*** Opening of Provided text ***

H1N1: Minnesota reports six more swine flu deathsUPDATED 2:44
Minnesota health officials reported six more swine flu deaths and one more from an undetermined flulike illness today but said overall flu activity in the state dipped again.
By: Steve Karnowski, Associated Press
MINNEAPOLIS — Minnesota health officials reported six more swine flu deaths and one more from an undetermined flulike illness today but said overall flu activity in the state dipped again.
The new deaths brought the state’s total number of confirmed deaths from swine flu as of Saturday to 21, plus two from unspecified flulike illnesses since the H1N1 virus first turned up in the state, the Minnesota Department of Health said in its weekly update.
The latest data also showed flu activity in continuing to wane slightly for the second straight week in Minnesota. Forty Minnesota schools, mostly in the Twin Cities metro area, reported outbreaks of flulike illnesses last week, down from 137 the week before. Visits for flulike illnesses to selected outpatient clinics across the state decreased. And no outbreaks were reported at the state’s long-term care facilities last week.
As of last Saturday, 1,261 people had been hospitalized due to confirmed swine flu cases in Minnesota since Sept. 1 — including 134 new cases — bringing the total for the pandemic to 1,521.
Vaccine supplies remain limited and it’s not clear yet when that will change, so the health department is still relying on health care providers that get vaccine shipments to target the people who need it the most, spokesman Buddy Ferguson said.
“We’ve been encouraging providers to reach out to their high-risk patients,” Ferguson said. “We’ve been asking the public to be patient and persistent.”
Officials are still restricting the vaccine to people in the highest risk groups: children 6 months through 4 years old; children from 5 to 18 years old who have health conditions such as asthma, diabetes, or cancer; pregnant women; health care and emergency medical personnel who provide direct patient care, and parents and primary care providers of infants younger than 6 months old.

*** Close of Provided text ***
*** Opening of Stored data ***

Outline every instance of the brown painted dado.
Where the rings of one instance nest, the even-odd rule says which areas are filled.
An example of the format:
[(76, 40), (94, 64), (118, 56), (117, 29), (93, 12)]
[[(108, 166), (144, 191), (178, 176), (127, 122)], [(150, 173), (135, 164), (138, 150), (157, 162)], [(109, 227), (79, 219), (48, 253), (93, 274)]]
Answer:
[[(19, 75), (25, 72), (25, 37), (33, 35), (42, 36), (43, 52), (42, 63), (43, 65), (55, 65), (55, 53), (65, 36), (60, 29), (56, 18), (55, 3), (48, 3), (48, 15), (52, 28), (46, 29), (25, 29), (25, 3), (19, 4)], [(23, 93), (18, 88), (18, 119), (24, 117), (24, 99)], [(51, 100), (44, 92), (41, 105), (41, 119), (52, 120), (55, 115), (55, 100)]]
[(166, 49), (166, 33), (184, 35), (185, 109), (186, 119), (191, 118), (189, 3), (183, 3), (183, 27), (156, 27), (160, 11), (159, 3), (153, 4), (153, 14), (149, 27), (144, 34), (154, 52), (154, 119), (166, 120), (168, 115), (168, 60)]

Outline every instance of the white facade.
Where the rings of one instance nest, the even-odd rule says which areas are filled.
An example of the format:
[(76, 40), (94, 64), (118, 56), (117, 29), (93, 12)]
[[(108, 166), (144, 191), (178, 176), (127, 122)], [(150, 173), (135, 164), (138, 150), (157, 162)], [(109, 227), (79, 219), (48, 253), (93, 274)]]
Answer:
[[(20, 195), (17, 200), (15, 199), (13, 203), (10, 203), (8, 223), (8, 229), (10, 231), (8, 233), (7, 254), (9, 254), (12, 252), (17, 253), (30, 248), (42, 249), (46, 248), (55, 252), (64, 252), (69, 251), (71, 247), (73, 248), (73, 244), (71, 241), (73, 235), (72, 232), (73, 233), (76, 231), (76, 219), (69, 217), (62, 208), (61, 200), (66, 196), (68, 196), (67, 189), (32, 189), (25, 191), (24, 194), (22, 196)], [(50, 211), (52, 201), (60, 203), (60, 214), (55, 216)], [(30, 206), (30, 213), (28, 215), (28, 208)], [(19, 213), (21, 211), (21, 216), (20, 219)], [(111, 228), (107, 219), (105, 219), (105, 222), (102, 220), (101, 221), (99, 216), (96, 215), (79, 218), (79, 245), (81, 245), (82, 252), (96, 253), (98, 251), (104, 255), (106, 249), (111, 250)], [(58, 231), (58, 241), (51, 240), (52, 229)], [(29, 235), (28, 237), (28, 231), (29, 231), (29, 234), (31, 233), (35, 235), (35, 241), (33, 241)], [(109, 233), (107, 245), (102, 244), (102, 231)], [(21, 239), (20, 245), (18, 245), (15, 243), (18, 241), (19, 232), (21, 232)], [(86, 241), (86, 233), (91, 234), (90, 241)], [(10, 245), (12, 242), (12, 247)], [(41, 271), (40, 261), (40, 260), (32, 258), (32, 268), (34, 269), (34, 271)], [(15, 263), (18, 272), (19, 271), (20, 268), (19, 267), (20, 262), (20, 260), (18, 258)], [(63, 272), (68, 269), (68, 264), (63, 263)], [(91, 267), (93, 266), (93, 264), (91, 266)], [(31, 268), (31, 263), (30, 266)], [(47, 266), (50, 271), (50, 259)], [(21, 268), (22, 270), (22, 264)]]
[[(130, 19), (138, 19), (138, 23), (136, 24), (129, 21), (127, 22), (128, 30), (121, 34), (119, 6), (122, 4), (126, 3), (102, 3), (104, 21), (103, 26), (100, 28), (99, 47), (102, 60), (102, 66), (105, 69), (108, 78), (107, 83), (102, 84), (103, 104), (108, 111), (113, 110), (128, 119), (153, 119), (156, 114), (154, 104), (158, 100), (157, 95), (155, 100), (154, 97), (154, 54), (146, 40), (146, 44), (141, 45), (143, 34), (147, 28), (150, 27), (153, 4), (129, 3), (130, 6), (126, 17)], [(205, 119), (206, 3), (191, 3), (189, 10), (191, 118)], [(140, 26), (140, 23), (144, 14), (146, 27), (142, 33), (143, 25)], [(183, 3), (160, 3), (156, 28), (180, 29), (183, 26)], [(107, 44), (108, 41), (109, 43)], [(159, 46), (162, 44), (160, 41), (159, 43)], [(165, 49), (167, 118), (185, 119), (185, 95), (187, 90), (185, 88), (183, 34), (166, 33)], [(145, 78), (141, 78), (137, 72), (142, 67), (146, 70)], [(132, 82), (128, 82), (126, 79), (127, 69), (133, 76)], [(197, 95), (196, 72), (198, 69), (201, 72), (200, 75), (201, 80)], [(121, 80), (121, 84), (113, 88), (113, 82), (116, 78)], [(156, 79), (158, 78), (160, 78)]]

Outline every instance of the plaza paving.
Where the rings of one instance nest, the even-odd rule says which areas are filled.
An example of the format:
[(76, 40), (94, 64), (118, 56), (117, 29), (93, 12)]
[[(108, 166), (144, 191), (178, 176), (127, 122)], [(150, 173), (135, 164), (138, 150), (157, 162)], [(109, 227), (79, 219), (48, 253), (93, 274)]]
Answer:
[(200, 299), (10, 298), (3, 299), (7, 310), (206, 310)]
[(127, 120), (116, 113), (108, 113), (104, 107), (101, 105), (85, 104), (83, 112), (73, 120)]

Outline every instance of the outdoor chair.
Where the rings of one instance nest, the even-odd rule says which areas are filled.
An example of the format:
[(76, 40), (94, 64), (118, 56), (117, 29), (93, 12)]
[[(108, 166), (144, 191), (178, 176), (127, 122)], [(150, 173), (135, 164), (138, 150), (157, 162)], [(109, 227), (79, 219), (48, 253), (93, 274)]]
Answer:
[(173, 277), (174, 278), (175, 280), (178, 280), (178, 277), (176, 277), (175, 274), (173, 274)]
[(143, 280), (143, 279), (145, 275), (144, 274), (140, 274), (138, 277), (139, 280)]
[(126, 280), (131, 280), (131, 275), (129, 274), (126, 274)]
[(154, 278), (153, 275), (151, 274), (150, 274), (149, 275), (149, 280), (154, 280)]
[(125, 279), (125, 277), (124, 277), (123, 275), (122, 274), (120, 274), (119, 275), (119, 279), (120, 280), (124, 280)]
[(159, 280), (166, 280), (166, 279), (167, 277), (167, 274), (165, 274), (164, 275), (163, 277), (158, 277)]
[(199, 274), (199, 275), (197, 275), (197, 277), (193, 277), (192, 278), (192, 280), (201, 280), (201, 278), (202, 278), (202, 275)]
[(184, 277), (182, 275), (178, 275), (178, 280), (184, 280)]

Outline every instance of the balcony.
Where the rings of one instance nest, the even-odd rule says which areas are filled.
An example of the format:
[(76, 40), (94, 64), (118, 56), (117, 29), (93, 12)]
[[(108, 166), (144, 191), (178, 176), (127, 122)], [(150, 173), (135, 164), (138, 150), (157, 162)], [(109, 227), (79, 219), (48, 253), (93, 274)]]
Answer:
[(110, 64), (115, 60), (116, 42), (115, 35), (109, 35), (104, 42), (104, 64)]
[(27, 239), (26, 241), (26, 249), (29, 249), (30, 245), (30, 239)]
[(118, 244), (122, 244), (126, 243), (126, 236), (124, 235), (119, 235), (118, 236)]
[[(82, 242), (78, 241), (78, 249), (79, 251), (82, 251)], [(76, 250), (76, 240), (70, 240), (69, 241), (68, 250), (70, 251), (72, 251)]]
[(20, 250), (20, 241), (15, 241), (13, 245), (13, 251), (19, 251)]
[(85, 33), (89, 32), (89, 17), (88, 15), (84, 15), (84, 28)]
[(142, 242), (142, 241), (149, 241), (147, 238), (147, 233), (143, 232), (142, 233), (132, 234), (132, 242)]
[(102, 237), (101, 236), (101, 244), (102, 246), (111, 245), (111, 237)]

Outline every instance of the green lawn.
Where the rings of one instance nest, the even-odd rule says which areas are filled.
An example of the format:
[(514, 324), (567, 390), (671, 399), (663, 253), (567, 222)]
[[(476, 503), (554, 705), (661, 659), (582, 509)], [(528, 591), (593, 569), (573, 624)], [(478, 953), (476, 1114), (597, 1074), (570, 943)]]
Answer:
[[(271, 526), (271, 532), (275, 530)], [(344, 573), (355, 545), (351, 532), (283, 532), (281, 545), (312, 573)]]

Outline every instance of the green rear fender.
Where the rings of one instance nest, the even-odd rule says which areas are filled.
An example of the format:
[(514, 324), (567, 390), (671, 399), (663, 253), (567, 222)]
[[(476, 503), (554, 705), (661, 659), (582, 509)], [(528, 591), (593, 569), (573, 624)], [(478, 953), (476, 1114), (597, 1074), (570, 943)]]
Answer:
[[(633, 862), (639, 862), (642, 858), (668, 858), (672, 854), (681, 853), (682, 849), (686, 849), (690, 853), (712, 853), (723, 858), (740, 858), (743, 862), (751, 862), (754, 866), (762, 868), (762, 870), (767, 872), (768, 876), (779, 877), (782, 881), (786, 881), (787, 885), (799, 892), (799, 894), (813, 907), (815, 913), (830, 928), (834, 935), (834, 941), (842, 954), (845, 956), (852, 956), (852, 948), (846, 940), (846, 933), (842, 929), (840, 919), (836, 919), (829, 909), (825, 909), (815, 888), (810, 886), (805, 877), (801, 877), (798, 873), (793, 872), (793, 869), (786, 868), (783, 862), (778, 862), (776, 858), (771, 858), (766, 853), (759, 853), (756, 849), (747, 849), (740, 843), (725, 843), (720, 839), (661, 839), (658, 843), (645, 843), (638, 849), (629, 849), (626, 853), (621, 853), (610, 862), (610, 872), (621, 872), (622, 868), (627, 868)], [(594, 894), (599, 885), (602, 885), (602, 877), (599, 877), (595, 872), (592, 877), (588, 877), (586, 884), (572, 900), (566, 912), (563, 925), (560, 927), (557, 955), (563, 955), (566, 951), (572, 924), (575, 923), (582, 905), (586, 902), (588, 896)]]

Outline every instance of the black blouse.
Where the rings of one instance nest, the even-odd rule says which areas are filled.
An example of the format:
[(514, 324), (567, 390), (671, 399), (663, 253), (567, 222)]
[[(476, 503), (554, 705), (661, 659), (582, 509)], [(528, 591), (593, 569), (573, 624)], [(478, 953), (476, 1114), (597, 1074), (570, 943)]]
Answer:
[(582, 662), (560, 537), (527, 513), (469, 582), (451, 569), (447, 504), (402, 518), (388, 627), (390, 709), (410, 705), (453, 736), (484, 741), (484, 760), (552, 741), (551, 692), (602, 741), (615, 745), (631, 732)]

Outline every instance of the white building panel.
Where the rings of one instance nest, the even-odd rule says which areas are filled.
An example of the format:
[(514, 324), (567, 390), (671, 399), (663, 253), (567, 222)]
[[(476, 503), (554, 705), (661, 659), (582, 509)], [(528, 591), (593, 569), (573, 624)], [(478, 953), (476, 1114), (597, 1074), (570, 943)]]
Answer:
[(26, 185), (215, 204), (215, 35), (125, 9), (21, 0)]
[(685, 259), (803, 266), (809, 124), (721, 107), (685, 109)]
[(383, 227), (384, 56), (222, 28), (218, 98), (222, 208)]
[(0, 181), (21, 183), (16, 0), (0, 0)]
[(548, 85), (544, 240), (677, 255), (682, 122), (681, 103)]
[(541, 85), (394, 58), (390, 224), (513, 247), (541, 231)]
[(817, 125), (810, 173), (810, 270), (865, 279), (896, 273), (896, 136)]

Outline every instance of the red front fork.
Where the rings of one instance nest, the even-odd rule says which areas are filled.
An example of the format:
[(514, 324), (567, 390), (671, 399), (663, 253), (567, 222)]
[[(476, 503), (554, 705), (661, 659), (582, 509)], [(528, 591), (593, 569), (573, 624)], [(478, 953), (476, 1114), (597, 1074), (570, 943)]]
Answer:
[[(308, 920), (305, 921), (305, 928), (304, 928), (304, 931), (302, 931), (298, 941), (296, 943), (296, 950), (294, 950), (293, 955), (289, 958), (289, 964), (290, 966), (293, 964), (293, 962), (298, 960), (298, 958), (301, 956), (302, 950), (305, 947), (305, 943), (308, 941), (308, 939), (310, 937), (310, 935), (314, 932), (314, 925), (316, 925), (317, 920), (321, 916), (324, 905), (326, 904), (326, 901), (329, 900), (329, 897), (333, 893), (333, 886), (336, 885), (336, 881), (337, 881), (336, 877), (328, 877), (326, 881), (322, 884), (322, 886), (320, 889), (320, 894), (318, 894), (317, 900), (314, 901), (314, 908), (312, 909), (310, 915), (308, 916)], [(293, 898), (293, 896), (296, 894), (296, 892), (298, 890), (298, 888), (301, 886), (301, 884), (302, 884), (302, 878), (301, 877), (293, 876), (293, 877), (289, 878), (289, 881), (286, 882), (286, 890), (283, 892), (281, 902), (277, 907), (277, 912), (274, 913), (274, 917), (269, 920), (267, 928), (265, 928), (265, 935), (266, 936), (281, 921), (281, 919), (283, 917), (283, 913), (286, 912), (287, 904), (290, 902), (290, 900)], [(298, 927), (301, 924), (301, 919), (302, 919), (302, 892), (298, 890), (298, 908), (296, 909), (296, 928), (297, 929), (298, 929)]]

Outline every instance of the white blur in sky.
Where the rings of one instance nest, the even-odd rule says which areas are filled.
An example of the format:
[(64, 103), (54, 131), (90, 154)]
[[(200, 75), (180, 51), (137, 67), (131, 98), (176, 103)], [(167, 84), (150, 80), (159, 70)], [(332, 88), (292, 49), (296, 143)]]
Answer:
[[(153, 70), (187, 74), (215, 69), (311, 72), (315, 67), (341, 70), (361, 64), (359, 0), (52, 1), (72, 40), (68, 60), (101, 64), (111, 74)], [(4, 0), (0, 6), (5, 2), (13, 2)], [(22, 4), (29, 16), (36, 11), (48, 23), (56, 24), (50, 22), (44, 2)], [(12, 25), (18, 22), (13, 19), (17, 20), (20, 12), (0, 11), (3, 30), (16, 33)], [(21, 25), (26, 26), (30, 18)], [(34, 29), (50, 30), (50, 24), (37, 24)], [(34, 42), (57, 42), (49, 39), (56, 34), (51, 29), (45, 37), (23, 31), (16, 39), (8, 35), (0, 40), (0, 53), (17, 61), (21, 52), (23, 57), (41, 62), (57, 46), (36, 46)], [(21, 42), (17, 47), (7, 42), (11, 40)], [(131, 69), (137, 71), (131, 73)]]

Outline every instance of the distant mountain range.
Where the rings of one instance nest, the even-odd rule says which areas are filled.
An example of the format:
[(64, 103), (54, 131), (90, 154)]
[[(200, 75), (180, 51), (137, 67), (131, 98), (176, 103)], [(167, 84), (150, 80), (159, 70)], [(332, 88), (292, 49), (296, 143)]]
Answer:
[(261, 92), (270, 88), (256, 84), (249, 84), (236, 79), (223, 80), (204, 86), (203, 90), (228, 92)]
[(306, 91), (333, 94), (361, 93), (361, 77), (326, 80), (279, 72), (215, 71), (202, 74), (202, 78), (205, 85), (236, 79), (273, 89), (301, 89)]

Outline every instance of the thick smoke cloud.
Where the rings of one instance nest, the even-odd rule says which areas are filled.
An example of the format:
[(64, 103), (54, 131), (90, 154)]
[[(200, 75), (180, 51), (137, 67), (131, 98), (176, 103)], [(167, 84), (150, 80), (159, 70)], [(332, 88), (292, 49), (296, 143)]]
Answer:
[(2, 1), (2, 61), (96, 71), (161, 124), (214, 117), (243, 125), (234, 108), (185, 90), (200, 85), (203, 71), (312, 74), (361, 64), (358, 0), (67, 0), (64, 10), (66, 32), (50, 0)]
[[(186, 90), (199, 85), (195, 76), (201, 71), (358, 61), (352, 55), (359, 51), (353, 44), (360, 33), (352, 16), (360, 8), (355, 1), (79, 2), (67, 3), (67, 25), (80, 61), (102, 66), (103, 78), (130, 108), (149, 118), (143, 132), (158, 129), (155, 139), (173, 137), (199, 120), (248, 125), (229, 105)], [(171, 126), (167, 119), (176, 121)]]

*** Close of Stored data ***

◆ **Exercise description**:
From the swine flu article, quote the passage that opens with the words containing "As of last Saturday, 1,261" and closes with "pandemic to 1,521.", reproducing it verbatim.

◆ **Solution for this problem**:
As of last Saturday, 1,261 people had been hospitalized due to confirmed swine flu cases in Minnesota since Sept. 1 — including 134 new cases — bringing the total for the pandemic to 1,521.